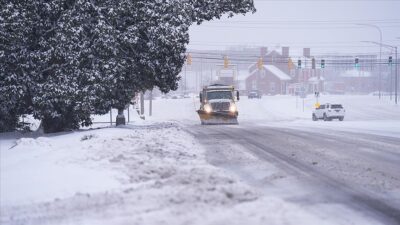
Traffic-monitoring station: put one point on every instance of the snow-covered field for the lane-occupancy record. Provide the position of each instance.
(154, 172)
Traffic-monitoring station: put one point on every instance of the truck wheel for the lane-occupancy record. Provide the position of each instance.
(314, 118)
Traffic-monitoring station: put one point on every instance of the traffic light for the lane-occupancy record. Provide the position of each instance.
(313, 63)
(290, 64)
(260, 63)
(189, 59)
(226, 62)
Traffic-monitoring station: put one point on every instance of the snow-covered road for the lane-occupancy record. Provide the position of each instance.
(275, 167)
(339, 176)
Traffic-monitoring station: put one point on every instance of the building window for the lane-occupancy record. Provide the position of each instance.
(254, 85)
(272, 86)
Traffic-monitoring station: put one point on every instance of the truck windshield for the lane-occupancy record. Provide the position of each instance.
(336, 107)
(219, 95)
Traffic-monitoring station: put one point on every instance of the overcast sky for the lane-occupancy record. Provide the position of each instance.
(327, 26)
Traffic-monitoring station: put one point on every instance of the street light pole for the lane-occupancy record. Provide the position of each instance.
(396, 64)
(396, 77)
(380, 53)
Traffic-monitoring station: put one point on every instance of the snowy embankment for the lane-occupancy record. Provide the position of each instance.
(153, 173)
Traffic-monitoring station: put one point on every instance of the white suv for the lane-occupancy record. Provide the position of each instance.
(328, 112)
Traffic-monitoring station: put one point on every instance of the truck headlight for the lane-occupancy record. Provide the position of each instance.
(207, 108)
(232, 108)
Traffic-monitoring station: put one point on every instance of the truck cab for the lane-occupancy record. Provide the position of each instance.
(218, 105)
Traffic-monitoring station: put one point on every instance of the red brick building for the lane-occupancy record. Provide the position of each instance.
(269, 80)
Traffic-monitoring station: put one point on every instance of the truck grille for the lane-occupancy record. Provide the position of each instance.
(220, 106)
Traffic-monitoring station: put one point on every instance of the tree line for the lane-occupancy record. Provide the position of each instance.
(63, 60)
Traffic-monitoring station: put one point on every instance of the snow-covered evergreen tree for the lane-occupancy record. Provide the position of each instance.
(67, 59)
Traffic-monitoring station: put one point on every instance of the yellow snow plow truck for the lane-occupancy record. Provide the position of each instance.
(217, 105)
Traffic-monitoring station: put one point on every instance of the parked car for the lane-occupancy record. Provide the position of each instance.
(254, 94)
(327, 112)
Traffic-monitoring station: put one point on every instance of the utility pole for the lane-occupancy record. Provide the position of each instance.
(396, 77)
(151, 103)
(380, 53)
(141, 103)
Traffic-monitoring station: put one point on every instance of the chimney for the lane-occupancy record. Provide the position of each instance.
(263, 51)
(285, 52)
(307, 52)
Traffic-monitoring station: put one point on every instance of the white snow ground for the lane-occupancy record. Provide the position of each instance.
(153, 172)
(364, 113)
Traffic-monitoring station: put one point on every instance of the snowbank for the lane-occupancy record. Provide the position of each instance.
(147, 174)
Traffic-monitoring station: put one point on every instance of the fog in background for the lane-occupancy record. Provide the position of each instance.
(324, 26)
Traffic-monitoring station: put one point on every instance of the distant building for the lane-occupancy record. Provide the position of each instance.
(357, 81)
(273, 77)
(269, 80)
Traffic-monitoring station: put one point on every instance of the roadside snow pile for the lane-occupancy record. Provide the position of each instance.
(148, 174)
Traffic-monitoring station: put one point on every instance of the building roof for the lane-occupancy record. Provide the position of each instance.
(277, 72)
(315, 79)
(355, 73)
(243, 74)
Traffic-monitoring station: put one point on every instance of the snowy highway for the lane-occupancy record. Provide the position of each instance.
(276, 167)
(359, 172)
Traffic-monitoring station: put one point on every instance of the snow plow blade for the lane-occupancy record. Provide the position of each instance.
(216, 118)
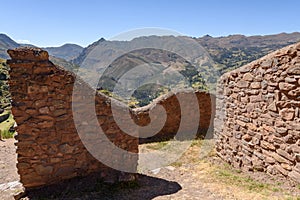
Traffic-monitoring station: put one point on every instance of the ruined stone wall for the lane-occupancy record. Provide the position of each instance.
(257, 124)
(49, 148)
(54, 145)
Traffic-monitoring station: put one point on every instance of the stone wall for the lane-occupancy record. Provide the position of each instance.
(49, 148)
(257, 124)
(52, 109)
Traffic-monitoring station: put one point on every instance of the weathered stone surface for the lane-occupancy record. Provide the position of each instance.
(242, 84)
(287, 114)
(294, 70)
(255, 85)
(268, 95)
(248, 77)
(48, 141)
(286, 86)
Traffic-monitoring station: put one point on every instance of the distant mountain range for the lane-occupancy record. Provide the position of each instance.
(220, 54)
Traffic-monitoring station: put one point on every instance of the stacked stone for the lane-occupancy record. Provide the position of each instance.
(49, 148)
(257, 124)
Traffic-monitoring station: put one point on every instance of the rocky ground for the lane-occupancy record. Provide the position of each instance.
(187, 178)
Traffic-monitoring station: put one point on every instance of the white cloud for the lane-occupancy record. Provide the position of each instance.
(23, 41)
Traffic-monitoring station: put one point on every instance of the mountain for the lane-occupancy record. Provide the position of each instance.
(235, 51)
(111, 60)
(67, 51)
(6, 43)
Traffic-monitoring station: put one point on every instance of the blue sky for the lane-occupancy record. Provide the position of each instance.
(55, 22)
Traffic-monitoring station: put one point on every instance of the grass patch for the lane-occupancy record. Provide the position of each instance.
(5, 126)
(234, 177)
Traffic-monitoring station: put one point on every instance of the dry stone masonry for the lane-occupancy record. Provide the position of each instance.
(257, 124)
(49, 148)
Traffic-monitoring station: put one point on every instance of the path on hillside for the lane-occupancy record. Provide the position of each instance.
(188, 178)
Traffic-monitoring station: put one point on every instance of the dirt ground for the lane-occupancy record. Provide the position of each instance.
(187, 178)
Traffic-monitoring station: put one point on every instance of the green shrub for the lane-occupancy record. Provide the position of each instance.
(6, 134)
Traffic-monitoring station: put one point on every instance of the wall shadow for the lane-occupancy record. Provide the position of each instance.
(91, 187)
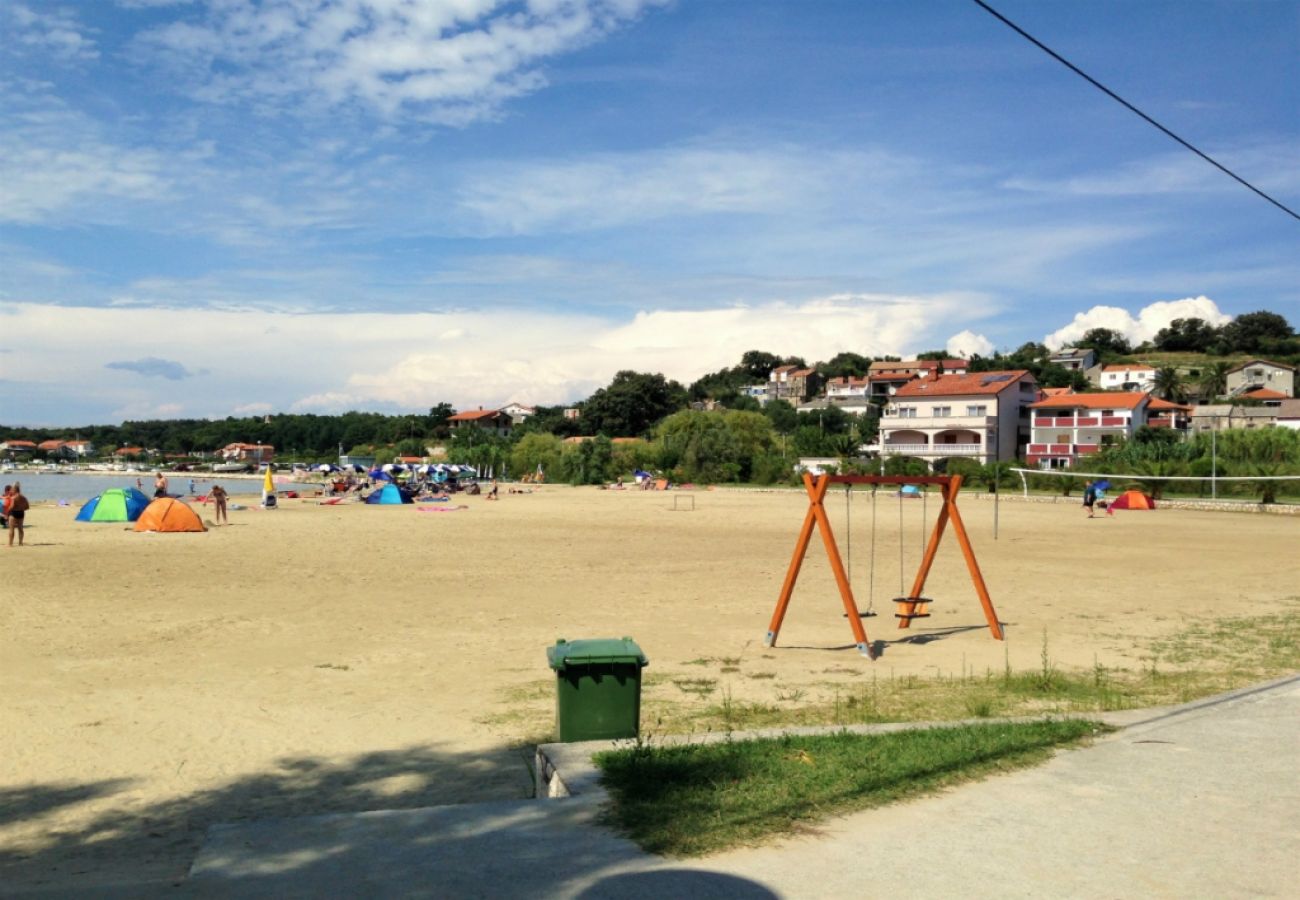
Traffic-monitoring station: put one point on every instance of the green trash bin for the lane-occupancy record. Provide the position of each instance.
(597, 688)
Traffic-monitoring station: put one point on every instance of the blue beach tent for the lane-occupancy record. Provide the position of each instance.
(115, 505)
(389, 494)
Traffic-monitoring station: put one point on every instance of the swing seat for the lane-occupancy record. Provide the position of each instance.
(910, 608)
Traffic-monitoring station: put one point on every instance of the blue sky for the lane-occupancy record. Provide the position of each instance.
(233, 207)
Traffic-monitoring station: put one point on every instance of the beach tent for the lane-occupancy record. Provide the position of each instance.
(388, 494)
(115, 505)
(169, 515)
(1132, 500)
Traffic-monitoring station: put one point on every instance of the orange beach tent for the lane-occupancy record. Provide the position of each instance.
(1132, 500)
(167, 514)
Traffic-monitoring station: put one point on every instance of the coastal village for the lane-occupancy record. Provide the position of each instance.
(931, 410)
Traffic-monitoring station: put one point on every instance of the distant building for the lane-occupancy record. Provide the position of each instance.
(518, 412)
(980, 416)
(1131, 376)
(489, 420)
(1066, 428)
(1261, 375)
(247, 453)
(1077, 359)
(792, 384)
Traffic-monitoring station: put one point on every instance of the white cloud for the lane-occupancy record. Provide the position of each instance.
(603, 190)
(321, 362)
(52, 33)
(966, 344)
(449, 61)
(1139, 328)
(53, 161)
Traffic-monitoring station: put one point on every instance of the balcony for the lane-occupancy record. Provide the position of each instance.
(937, 423)
(930, 449)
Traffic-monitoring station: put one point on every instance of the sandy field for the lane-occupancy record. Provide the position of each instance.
(321, 658)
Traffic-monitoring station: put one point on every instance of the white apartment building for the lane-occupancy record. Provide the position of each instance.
(1067, 427)
(1131, 376)
(976, 416)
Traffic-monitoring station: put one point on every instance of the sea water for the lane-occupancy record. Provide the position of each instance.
(76, 489)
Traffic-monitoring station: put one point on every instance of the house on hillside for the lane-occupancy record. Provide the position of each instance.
(1126, 376)
(980, 416)
(489, 420)
(846, 385)
(1077, 359)
(1069, 427)
(14, 449)
(518, 412)
(247, 453)
(1261, 375)
(1222, 416)
(1288, 414)
(792, 384)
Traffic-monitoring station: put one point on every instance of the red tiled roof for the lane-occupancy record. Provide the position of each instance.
(963, 385)
(1255, 394)
(1261, 362)
(1126, 399)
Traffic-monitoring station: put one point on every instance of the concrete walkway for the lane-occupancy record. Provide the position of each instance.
(1199, 801)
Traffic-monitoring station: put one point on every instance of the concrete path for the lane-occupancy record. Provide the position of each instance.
(1201, 801)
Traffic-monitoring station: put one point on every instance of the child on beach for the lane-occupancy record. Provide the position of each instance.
(17, 511)
(219, 502)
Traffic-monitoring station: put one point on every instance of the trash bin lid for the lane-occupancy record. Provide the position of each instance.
(594, 652)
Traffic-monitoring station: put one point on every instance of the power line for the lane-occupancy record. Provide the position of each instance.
(1105, 90)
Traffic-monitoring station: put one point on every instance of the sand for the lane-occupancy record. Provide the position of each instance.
(319, 658)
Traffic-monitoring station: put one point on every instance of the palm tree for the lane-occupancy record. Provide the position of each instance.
(1169, 385)
(1214, 381)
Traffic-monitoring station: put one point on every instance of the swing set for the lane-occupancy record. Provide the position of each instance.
(914, 605)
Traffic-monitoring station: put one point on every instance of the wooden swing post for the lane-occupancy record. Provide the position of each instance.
(913, 606)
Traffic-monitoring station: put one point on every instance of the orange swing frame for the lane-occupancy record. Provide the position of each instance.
(913, 606)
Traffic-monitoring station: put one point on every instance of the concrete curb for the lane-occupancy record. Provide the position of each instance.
(567, 770)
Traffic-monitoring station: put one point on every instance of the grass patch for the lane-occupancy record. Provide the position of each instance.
(697, 799)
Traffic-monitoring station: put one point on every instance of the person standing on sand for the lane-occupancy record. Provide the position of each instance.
(1090, 497)
(17, 511)
(219, 503)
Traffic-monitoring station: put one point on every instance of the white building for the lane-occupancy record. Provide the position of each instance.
(1129, 376)
(976, 416)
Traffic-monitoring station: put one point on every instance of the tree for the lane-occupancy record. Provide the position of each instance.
(758, 364)
(1257, 333)
(844, 364)
(1105, 341)
(1169, 384)
(1186, 336)
(632, 403)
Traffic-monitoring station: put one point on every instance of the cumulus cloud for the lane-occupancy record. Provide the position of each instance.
(50, 31)
(152, 367)
(449, 63)
(1139, 328)
(330, 363)
(56, 161)
(966, 344)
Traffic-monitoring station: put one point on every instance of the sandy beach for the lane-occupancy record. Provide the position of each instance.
(320, 658)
==*==
→ **CHALLENGE**:
Take the lines from the one containing "the orange swing" to the last line of the material above and write them out exactly.

→ **RESPONSE**:
Traffic-monitoring station: put one point on every instance of the orange swing frame for the lane-occupancy record. Provide the position of each instance.
(913, 606)
Traffic-monitoring station: put one point on every instance of the concrete curb for the lane-occupancy record. Provide the position of each instance.
(567, 770)
Traffic-monitoring station: put one point on every instance of the grass patch for the lane-occupancy record. Provide the position of each instance.
(697, 799)
Traffic-monitoring station: put one point on every instance of the person standing on sand for the lane-occupancy record. Provide the position of each instance.
(1090, 497)
(17, 511)
(219, 503)
Traffic-monitoring station: put one point on every instance of the white building for the lane-occupancy record. Provide the position of each instance.
(1129, 376)
(976, 416)
Traffic-monitoring station: put one point on every instance of the tree for the lane-occupancy record. Provide the position of each instance.
(758, 364)
(1257, 333)
(844, 364)
(1105, 341)
(1169, 384)
(1186, 336)
(632, 403)
Traffic-monitoring station: put one point on every instance of the cumulus cloud for the lane-occupancy record. Provide the position of each instance.
(50, 31)
(152, 367)
(449, 63)
(1139, 328)
(330, 363)
(56, 161)
(966, 344)
Traffic-monitoring station: put one point on every instance of the sandy beach for the lane-occupancy record. Provide the position of each instance.
(320, 658)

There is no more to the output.